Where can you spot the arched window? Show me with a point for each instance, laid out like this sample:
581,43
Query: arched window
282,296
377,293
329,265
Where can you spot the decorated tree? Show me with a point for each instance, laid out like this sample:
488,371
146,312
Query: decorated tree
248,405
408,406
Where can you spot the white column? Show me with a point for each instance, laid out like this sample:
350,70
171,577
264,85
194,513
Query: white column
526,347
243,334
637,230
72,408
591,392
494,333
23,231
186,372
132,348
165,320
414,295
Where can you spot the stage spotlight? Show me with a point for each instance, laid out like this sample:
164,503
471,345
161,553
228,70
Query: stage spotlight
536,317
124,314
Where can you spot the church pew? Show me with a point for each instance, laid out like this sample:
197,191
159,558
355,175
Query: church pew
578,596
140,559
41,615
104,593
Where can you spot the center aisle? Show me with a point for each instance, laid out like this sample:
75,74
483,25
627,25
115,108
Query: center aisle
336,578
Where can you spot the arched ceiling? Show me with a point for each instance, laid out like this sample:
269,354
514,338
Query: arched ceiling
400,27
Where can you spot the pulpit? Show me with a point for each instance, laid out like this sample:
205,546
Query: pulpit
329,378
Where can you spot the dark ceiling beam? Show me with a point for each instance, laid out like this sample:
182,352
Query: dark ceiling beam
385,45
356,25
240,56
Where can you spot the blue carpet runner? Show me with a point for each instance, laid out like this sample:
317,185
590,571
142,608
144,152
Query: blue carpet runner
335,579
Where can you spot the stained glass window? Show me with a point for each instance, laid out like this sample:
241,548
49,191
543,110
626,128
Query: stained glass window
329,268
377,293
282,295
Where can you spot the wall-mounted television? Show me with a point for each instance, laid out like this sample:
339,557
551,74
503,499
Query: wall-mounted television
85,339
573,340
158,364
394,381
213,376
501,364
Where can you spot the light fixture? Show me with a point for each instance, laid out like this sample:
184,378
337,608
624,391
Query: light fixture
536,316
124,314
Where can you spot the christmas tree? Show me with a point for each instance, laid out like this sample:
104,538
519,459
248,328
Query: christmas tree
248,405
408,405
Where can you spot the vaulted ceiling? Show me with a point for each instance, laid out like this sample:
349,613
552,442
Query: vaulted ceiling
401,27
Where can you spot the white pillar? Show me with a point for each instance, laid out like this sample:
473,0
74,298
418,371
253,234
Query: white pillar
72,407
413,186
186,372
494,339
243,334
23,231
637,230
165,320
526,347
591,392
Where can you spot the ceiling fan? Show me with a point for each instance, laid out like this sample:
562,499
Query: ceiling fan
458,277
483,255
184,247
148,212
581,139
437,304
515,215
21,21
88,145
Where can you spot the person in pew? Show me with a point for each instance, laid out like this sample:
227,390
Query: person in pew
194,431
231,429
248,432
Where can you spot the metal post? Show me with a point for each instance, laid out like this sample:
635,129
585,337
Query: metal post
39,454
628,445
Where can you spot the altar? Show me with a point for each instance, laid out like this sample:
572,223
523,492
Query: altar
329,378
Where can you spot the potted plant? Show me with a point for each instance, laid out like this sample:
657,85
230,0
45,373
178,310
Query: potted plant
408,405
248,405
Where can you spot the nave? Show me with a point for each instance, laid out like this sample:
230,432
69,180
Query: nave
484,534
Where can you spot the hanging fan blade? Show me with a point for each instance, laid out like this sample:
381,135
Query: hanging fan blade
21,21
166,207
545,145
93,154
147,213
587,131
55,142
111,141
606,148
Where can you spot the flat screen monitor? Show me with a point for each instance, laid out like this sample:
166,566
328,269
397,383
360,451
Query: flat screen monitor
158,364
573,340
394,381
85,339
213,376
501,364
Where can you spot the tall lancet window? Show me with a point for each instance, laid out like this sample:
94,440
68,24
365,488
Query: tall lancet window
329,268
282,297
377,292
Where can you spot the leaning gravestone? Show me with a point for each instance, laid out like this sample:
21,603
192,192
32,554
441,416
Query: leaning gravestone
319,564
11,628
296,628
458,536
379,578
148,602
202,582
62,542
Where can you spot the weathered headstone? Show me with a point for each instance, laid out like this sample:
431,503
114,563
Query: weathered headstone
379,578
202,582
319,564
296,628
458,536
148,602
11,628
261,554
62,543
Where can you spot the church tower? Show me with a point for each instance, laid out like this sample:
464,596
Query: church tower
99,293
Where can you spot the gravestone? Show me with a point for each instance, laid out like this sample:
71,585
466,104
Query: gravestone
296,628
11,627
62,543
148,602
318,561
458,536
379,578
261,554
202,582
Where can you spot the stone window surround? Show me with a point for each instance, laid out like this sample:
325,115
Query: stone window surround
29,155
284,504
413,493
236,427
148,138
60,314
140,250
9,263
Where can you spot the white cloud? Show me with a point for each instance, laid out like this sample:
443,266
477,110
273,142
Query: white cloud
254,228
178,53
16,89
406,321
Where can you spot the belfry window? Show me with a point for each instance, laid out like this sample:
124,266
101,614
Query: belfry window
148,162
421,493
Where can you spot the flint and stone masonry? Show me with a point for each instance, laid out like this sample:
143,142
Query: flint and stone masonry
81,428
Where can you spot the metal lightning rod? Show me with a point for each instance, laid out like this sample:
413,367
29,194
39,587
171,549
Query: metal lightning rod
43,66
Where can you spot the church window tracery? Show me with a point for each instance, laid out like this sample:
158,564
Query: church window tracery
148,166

━━━━━━━━━━━━━━━━━━━━━━━━━━━━━━

• **TASK REQUIREMENTS**: Repeat the listing in its entirety, keeping each line as it is.

• **FINAL ANSWER**:
Where can you spot the arched window? Show me with a point for each instance, laid out like this sample:
581,43
Query: arched window
282,296
377,293
329,265
Where can you spot the decorated tree? Show me with a point for each instance, laid out like this sample:
488,371
146,312
Query: decorated tree
248,405
408,406
Where can you spot the white column? Show me with a point for each instance, laid out like this sample:
350,70
171,577
264,85
194,513
Query: white column
526,347
243,334
637,230
72,408
591,392
494,333
23,231
186,372
132,348
165,320
414,295
Where can you spot the stage spotlight? Show me with a point for each instance, laid out like this sample:
164,503
471,345
161,553
228,70
Query: stage spotlight
536,317
124,314
Where can you spot the church pew? Show me with a point for each instance, laid out like this sample:
197,191
159,558
355,175
Query: church pew
578,596
140,559
41,615
104,593
Where can you spot the center aisle? Show me with a point for each instance, laid out like this sample:
75,74
483,25
627,25
115,108
Query: center aisle
336,578
Where can you spot the arched ceiling? Show me with a point for each instance, laid out like this sample:
269,354
514,338
Query: arched ceiling
400,27
Where can you spot the pulpit? Show me with a point for each instance, laid out like this sample:
205,546
Query: pulpit
329,378
Where can you spot the dark ceiling beam? Show me with a point for each instance, laid out like this sample:
182,352
Query: dark ceiling beam
385,45
356,25
240,56
Where can you spot the blue carpet runner? Show me with a point for each instance, laid out like this sample:
317,185
590,571
142,608
144,152
Query: blue carpet runner
335,579
Where can you spot the stained glass window? Show me with a point for each instance, laid out like this sample:
241,548
49,191
543,110
626,128
Query: stained glass window
329,268
377,293
282,295
Where can you spot the wall-mounted television? Show me with a point for each instance, laid out like this sample:
339,557
551,74
503,499
Query: wall-mounted television
85,339
573,340
158,364
394,381
213,376
501,364
Where can you spot the light fixture? Show me with a point for each instance, laid out like this sample:
184,378
337,608
624,391
Query: light fixture
536,316
124,314
Where can you spot the christmas tree? Show me with a point for each instance, laid out like this sample:
104,538
519,459
248,328
Query: christmas tree
248,405
408,405
Where can you spot the vaulted ceiling? Show me with a point for each instance, laid out like this sample:
349,613
552,442
Query: vaulted ceiling
401,27
Where can you spot the white pillar? Show me with a point for each instance, laid out like this sample:
473,0
74,298
418,371
253,234
Query: white pillar
72,407
413,186
186,372
494,339
243,334
23,231
637,230
165,320
526,347
591,392
Where can you spot the ceiling fan? Show me with a point for each instance, laid out like this sample:
562,499
Query: ceiling fan
458,277
483,255
184,247
148,212
581,139
437,304
515,215
21,21
88,145
Where can you spot the person in pew? Show me with a point for each instance, laid out like this sample:
227,390
Query: person in pew
194,431
231,429
248,432
Where can you spot the metal post? Show me with a point for each instance, laid out like this sample:
635,129
585,337
Query: metal post
39,454
628,445
Where can you spot the altar? Show me with a point for each instance, laid out like this sample:
572,223
523,492
Query: altar
329,378
Where can you spot the potted plant? Show me with a point for each instance, laid out like this sample:
657,85
230,0
45,373
178,310
Query: potted plant
408,405
248,405
Where can you spot the nave? Show me with a point for each instance, laid out like this sample:
230,432
69,180
Query: nave
484,534
Where can you spot the hanging fan blade? Show me with a point for each instance, laid out like this sample:
381,135
Query: hanging fan blade
21,21
166,207
545,145
93,154
147,213
587,131
55,142
111,141
606,148
Where can you spot the flat screen monitor? Show me with a point for each instance, laid out like this sample:
166,566
328,269
397,383
360,451
Query: flat screen monitor
158,364
573,340
394,381
85,339
213,376
501,364
Where can you spot the tall lancet window? Show me with a point for each instance, laid out like this sample:
94,440
68,24
365,488
Query: tall lancet window
329,268
282,297
377,292
Where can you spot the leaning gravestone? Show me with a point for each instance, laid out like this sample:
21,603
192,192
32,554
441,416
Query: leaning gravestone
319,564
11,628
296,628
458,536
379,578
148,602
202,582
62,542
Where can you spot the weathered headstone? Show me with a point for each instance, laid out like this sample:
431,503
114,563
Query: weathered headstone
379,578
202,582
319,564
296,628
458,536
148,602
11,628
261,554
62,543
Where can you spot the church tower? Show me with a point for each instance, laid out like this sample:
464,596
Query: church tower
99,293
Where can you spot the gravestone? Show me with a point for each instance, laid out like this sample:
71,585
466,104
Query: gravestone
296,628
11,627
62,543
148,602
318,561
458,536
379,578
261,554
202,582
Where can you spot the stone window surround? Show me with a point for each instance, laid out like this sample:
325,115
Query: stone window surround
29,155
284,504
413,493
236,427
148,138
60,314
140,250
9,263
Where can you spot the white cloud? Show me with a point for each instance, laid out like this sample:
443,266
477,110
273,142
Query: white cloud
254,228
178,53
16,89
406,321
Where can you spot the belfry window? Show me with a point for each instance, laid out like this sample:
124,266
101,614
Query: belfry window
148,162
421,493
Where can you spot the flint and stone masonry? Show me with a point for each instance, laid out like this sample:
143,142
Query: flint and stone masonry
81,428
Where can you spot the metal lightning rod? Show me with a point for each instance, laid out like this sample:
413,367
29,194
39,587
171,549
Query: metal lightning rod
43,66
Where can you spot the church window tracery? Show me with a point for each instance, laid out like this sample:
158,564
Query: church window tracery
148,166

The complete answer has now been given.